→ STUDY MATERIAL:
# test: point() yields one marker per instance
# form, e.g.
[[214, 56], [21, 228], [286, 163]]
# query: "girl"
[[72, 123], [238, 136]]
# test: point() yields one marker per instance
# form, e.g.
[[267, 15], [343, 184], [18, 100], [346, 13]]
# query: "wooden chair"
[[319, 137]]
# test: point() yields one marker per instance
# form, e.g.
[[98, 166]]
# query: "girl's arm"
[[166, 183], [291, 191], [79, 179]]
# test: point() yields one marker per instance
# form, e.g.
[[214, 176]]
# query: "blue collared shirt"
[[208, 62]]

→ TASK DESCRIPTION: Could you transcribe all of the entries exactly, leaving nothing out?

→ RESPONSE AREA:
# test: point() yields one marker per instance
# form, e.g.
[[214, 56], [21, 228], [286, 163]]
# query: "girl"
[[72, 123], [238, 136]]
# test: point() yields one marker per instance
# form, e.g.
[[267, 15], [343, 184], [18, 100], [346, 13]]
# query: "wooden chair"
[[319, 137]]
# test: point() yields one marker per instance
# form, e.g.
[[98, 166]]
# query: "girl's arm"
[[166, 183], [291, 191], [79, 179]]
# test: point() yields one marker per instance
# form, e.g.
[[214, 176]]
# query: "blue collared shirt"
[[208, 62]]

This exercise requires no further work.